---------- MATERIAL PROVIDED
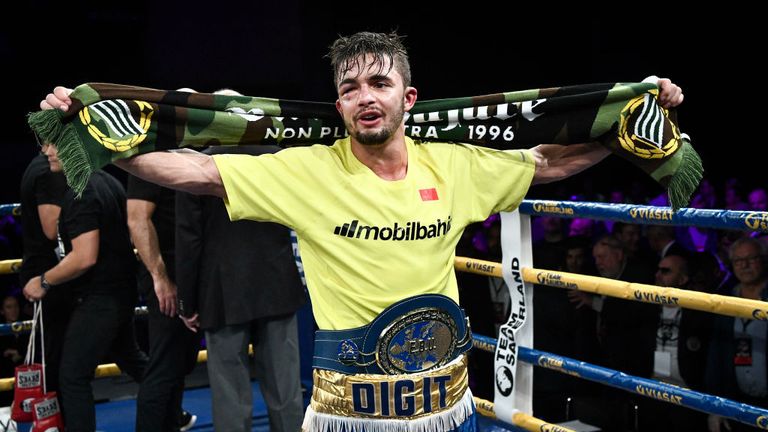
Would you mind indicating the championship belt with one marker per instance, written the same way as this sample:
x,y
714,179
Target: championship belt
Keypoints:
x,y
414,335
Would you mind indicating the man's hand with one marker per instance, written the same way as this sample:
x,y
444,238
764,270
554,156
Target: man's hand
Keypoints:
x,y
192,323
166,295
670,95
59,99
33,291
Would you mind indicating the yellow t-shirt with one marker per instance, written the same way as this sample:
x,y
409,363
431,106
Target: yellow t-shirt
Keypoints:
x,y
365,242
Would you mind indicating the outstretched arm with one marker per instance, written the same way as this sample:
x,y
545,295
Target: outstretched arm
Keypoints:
x,y
556,162
184,170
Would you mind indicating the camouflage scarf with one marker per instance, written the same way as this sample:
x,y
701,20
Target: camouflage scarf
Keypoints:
x,y
107,122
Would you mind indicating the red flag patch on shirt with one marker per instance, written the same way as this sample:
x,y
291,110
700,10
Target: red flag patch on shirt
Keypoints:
x,y
428,194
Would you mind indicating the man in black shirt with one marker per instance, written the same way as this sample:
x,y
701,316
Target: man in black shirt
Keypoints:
x,y
100,268
238,281
172,348
42,192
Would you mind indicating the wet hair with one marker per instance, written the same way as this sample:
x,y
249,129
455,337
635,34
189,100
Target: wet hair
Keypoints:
x,y
347,51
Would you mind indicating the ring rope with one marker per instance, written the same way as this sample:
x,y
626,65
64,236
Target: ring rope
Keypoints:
x,y
650,215
747,414
724,305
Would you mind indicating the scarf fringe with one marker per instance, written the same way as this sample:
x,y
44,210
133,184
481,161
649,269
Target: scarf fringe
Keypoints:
x,y
447,420
74,159
687,177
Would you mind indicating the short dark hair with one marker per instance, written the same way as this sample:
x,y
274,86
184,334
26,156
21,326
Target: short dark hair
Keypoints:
x,y
346,51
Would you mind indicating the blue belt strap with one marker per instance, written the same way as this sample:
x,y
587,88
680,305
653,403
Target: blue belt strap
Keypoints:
x,y
358,345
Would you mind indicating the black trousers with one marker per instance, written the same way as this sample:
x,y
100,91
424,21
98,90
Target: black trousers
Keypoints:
x,y
172,355
100,324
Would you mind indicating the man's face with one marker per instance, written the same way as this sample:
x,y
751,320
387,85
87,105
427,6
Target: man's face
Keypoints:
x,y
53,157
574,260
747,263
630,236
608,260
671,272
372,101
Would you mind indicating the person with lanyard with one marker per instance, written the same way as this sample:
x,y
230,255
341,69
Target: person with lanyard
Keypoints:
x,y
736,366
378,216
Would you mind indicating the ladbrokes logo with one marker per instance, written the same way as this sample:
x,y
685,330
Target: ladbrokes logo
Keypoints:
x,y
414,230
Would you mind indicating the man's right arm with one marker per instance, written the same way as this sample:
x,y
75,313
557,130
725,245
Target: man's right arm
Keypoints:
x,y
187,171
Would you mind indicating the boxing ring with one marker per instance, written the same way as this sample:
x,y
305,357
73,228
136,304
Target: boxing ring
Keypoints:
x,y
634,214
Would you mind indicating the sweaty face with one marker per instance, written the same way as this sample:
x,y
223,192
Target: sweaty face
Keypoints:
x,y
371,101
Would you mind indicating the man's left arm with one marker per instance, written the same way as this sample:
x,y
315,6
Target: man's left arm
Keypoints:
x,y
144,237
85,252
556,162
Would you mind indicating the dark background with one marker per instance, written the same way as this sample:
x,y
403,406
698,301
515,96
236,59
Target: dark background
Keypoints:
x,y
276,49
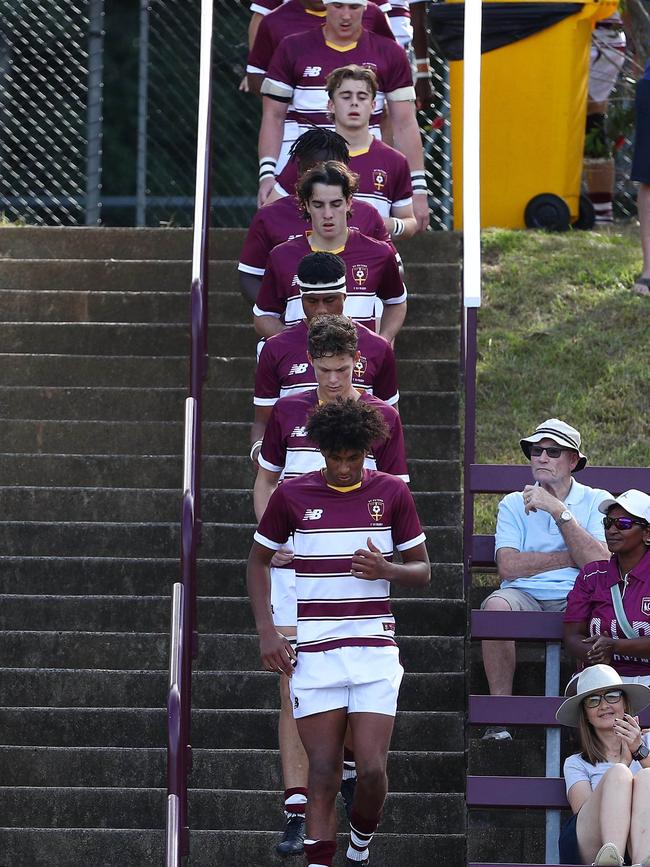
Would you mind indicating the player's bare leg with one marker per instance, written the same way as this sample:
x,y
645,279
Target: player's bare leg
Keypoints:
x,y
322,735
371,734
294,769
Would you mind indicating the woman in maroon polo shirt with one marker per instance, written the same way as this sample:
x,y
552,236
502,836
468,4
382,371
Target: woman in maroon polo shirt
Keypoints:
x,y
607,618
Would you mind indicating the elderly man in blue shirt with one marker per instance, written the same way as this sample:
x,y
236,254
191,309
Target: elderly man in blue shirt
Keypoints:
x,y
544,535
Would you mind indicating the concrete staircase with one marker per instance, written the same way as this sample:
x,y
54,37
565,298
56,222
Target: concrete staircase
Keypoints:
x,y
93,370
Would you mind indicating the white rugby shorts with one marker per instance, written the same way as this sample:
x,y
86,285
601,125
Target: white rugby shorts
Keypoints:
x,y
362,679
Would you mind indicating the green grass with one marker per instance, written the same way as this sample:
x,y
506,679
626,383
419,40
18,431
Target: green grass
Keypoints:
x,y
560,334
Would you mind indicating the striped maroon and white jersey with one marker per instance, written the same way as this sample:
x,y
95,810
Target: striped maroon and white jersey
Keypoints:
x,y
287,449
281,221
301,64
328,526
372,272
284,369
292,17
384,177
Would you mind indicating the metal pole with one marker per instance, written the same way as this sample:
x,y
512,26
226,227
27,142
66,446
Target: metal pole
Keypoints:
x,y
94,111
143,96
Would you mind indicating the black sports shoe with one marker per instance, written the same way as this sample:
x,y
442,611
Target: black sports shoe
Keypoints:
x,y
347,793
293,839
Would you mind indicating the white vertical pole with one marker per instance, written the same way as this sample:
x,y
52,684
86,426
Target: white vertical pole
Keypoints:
x,y
472,154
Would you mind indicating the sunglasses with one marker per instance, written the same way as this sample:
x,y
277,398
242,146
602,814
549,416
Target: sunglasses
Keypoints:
x,y
622,523
551,451
610,697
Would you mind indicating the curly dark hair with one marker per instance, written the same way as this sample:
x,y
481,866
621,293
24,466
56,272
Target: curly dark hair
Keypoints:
x,y
316,145
329,173
346,424
331,334
321,267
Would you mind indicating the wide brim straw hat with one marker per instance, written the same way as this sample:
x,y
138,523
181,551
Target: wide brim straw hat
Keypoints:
x,y
593,679
561,433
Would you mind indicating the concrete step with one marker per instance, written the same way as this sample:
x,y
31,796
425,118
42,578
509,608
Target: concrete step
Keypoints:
x,y
233,769
171,372
225,729
53,687
170,275
146,848
128,338
150,651
62,436
82,242
217,809
137,504
74,576
164,471
167,404
216,614
88,305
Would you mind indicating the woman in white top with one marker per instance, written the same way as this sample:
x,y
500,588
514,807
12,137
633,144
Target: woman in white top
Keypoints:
x,y
608,781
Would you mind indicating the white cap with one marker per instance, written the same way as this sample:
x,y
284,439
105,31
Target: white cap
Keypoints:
x,y
560,432
635,502
593,679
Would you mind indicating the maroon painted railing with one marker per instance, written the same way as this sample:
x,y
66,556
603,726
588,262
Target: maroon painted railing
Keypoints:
x,y
184,633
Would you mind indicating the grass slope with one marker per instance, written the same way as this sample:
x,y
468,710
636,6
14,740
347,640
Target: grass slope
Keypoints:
x,y
561,335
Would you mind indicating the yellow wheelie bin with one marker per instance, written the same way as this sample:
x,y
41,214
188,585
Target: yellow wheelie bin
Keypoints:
x,y
533,113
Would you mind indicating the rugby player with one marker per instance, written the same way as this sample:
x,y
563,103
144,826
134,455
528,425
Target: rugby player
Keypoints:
x,y
346,522
325,193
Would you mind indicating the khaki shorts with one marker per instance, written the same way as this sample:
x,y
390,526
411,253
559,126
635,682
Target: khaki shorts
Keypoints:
x,y
519,600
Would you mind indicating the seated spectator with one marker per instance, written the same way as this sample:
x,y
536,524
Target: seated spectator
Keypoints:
x,y
607,618
284,367
544,535
284,219
325,194
608,781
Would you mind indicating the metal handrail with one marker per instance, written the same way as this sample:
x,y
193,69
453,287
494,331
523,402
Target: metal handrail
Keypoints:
x,y
184,639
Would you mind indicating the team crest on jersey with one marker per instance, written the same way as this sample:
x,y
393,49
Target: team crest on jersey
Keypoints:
x,y
360,274
360,366
376,510
379,177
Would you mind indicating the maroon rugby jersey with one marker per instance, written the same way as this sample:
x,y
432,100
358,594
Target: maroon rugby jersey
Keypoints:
x,y
384,177
336,609
301,64
283,367
281,221
286,447
372,272
292,17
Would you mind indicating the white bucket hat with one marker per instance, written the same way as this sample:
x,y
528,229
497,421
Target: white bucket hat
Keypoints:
x,y
560,432
592,679
635,502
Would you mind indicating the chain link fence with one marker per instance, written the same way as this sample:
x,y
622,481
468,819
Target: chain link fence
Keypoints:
x,y
51,63
50,111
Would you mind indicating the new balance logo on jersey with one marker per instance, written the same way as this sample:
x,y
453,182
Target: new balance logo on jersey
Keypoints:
x,y
313,515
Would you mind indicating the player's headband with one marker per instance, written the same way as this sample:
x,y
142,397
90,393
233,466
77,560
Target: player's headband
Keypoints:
x,y
348,2
322,288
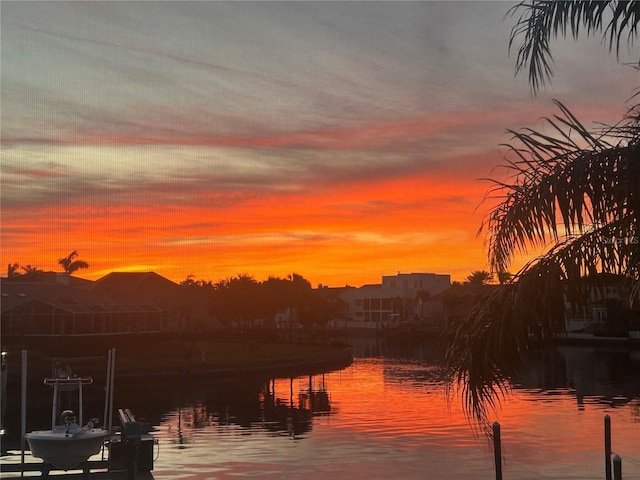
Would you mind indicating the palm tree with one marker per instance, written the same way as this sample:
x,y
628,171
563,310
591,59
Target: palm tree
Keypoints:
x,y
32,272
570,187
540,20
70,264
12,270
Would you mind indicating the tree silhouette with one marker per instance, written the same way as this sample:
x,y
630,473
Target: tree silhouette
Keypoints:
x,y
71,264
574,187
32,272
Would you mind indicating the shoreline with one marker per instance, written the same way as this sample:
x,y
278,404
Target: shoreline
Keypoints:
x,y
177,358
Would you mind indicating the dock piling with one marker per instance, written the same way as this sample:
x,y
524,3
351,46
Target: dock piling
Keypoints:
x,y
617,467
497,450
607,447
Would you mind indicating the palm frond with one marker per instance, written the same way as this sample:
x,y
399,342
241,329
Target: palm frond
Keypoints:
x,y
541,20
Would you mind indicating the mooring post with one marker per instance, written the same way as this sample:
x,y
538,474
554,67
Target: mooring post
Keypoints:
x,y
23,409
497,450
607,447
617,467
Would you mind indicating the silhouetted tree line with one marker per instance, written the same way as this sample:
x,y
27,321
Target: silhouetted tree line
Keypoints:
x,y
70,264
244,303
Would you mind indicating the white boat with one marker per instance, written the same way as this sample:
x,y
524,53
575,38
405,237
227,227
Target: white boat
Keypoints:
x,y
68,444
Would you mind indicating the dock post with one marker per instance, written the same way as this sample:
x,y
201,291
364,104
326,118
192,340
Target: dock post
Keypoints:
x,y
607,447
23,410
617,467
497,450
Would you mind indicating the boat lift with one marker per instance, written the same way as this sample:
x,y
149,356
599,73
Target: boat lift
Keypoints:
x,y
128,450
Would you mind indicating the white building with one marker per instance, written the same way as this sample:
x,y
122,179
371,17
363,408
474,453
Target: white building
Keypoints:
x,y
398,299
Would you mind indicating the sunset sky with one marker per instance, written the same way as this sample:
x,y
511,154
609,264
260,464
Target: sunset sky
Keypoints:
x,y
340,141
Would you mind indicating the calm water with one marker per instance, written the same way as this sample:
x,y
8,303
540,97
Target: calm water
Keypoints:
x,y
387,416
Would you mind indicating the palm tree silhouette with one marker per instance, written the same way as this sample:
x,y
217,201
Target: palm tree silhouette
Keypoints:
x,y
70,264
575,187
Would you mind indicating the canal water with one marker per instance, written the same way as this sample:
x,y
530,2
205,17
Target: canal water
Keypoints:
x,y
388,415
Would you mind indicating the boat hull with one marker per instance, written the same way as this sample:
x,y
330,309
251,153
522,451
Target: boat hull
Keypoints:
x,y
65,450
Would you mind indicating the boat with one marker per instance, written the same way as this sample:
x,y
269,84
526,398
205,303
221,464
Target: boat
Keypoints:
x,y
67,444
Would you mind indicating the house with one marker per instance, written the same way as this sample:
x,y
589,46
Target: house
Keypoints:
x,y
151,289
398,299
46,307
119,303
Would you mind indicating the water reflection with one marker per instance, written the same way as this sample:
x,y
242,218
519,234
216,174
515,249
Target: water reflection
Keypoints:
x,y
388,416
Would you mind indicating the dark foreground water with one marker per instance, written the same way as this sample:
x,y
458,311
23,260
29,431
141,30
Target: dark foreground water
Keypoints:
x,y
387,416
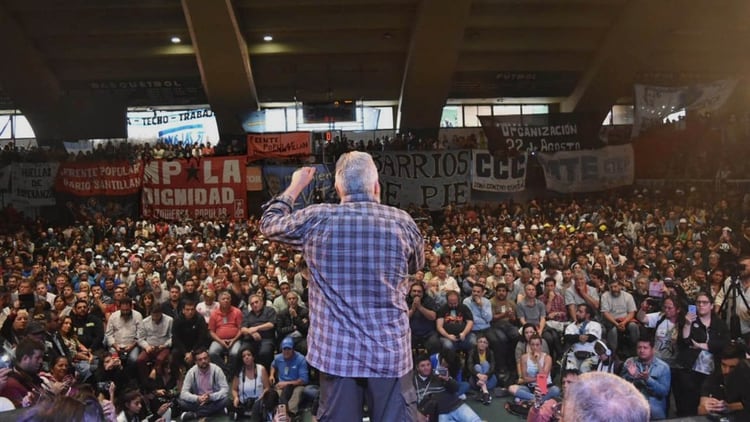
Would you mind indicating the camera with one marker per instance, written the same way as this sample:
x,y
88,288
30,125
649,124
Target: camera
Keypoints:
x,y
6,361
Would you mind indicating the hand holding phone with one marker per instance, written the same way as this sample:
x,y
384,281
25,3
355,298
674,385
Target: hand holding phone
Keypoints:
x,y
541,382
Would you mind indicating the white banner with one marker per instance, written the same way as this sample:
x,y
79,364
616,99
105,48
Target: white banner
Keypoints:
x,y
5,177
33,182
588,171
506,174
432,179
654,103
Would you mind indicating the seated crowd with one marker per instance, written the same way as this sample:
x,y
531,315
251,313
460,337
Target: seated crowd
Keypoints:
x,y
206,317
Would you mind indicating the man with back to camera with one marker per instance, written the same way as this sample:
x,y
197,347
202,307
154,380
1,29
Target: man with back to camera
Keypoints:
x,y
359,324
603,397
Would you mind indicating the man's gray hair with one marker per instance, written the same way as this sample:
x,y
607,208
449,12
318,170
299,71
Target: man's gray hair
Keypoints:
x,y
356,173
604,397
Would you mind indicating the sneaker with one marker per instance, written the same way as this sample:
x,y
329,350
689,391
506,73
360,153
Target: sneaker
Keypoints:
x,y
188,416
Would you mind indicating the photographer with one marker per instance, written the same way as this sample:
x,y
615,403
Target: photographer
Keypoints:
x,y
701,337
436,395
24,385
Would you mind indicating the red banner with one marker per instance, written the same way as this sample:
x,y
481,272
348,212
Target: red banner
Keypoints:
x,y
195,188
108,178
278,145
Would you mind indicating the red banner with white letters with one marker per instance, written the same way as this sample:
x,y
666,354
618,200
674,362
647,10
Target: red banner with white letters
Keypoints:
x,y
210,187
107,178
278,145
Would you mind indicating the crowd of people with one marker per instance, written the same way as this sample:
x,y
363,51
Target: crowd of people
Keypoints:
x,y
159,305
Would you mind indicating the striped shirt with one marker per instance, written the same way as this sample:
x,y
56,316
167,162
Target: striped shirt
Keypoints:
x,y
360,254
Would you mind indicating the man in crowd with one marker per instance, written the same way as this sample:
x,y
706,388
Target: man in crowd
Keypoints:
x,y
436,395
504,323
204,390
189,332
422,318
580,293
24,385
367,290
121,333
294,322
289,375
224,326
723,390
155,340
454,324
581,337
604,397
651,376
618,312
258,330
89,328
--------------------
• _WHAT NEEDS TO BE DONE_
Reproduce the records above exactly, starting with the line that contains "Would you mind indicating the red banner with white" and ending with the last line.

• _OUTPUT BELOW_
Would you mind indicating the red banner with white letters with one marker per instance, written the same way as this sample:
x,y
666,354
618,200
674,362
647,10
Target: red banner with white letters
Keypoints:
x,y
210,187
107,178
278,145
Would you mind indicating the crowd of people with one marker per instance, written the same way as this sample:
x,y
363,51
Target: crowd of people
Keypoints:
x,y
159,305
Would you mind indicating the striped shirt with one marker per instance, written the same way as this sample:
x,y
56,316
167,162
Target: striped shirt
Keypoints:
x,y
360,254
Would you mind indicating the man in crowd with one marker per instance, written the same way as this sample:
x,y
706,388
Target: man in crowd
Keypoints:
x,y
436,395
504,323
204,390
189,332
422,318
580,293
24,385
367,290
121,333
294,322
289,375
224,326
723,390
155,340
454,324
581,337
604,397
651,376
618,312
258,330
89,328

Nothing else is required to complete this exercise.